» INSTRUCTIONS FOR THE TASK
Retype the tail of the data exactly, starting at the line containing "of the dahlia" and stopping at the last line.

---------- EXTRACTED INFORMATION

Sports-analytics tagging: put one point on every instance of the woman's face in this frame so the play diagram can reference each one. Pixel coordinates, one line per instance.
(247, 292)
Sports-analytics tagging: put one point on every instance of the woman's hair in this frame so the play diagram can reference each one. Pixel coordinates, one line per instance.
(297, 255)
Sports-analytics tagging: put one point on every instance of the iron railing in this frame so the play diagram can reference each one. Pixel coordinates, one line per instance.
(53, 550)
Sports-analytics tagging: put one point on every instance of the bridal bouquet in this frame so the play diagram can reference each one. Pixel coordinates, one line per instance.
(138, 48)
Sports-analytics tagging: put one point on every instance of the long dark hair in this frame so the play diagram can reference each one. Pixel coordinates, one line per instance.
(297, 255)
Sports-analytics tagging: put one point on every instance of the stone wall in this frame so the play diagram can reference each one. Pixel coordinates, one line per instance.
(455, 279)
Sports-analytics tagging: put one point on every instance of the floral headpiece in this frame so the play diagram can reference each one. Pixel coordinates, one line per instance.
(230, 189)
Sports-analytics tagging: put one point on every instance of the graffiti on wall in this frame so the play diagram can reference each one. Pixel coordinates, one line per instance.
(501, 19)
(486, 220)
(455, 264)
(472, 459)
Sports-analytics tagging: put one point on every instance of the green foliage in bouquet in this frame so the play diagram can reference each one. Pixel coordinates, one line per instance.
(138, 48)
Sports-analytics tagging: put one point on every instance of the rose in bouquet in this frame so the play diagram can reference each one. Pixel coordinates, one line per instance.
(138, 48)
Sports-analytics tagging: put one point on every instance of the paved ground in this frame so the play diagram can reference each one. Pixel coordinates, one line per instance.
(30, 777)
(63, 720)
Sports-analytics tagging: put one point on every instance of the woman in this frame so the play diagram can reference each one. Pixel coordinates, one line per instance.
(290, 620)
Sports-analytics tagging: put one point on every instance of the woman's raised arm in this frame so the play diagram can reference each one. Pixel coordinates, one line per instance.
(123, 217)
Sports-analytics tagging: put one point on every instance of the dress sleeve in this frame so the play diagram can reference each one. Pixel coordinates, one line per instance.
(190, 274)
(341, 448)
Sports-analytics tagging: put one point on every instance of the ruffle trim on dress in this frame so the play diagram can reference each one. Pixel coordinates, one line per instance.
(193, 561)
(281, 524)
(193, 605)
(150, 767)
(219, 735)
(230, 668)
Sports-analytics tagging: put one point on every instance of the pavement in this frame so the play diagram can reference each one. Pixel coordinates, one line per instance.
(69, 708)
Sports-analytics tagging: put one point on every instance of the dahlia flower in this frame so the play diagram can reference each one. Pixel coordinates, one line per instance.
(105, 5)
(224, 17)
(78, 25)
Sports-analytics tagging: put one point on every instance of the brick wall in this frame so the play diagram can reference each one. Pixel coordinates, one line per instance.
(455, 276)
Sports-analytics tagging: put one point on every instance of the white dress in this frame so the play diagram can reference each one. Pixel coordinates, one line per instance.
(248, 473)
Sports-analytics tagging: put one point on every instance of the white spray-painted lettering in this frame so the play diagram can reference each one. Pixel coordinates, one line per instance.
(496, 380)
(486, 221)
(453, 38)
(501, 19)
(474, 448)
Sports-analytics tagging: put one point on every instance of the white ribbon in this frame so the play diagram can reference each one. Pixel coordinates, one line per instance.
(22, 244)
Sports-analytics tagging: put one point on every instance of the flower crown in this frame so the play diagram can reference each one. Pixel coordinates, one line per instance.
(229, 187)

--------------------

» FINISHED EXERCISE
Sports-analytics tagging: put one point on every instance of the dahlia flower in this frame so the play diagram can reference each one. Pixel coordinates, one line per instance.
(105, 5)
(224, 17)
(78, 25)
Sports-analytics tagging: put one point on every instance of the brick wall in this frame so the play diagram can reference each one. Pixel coordinates, one line per instance.
(455, 276)
Sports-analytics tagging: put one point on every instance of the white dress in this frame so the play diagram can reference each one. Pixel coordinates, one line per instance.
(248, 473)
Sports-analytics tagging: put one point on every instance of the white spray-painted lettering in this frame so the play diagram can reference each one. Pixel coordinates, one line per instance.
(496, 380)
(486, 221)
(453, 38)
(501, 19)
(474, 448)
Sports-analytics tagging: put one point on every instance of the white ribbon in this frame so the play diagram can reference each one. Pixel coordinates, one line per instance.
(22, 244)
Sports-analytics tagging: put one point on every instance of the flower crown in this frame so the play diagram can reference each one. Pixel coordinates, one line per instance.
(229, 187)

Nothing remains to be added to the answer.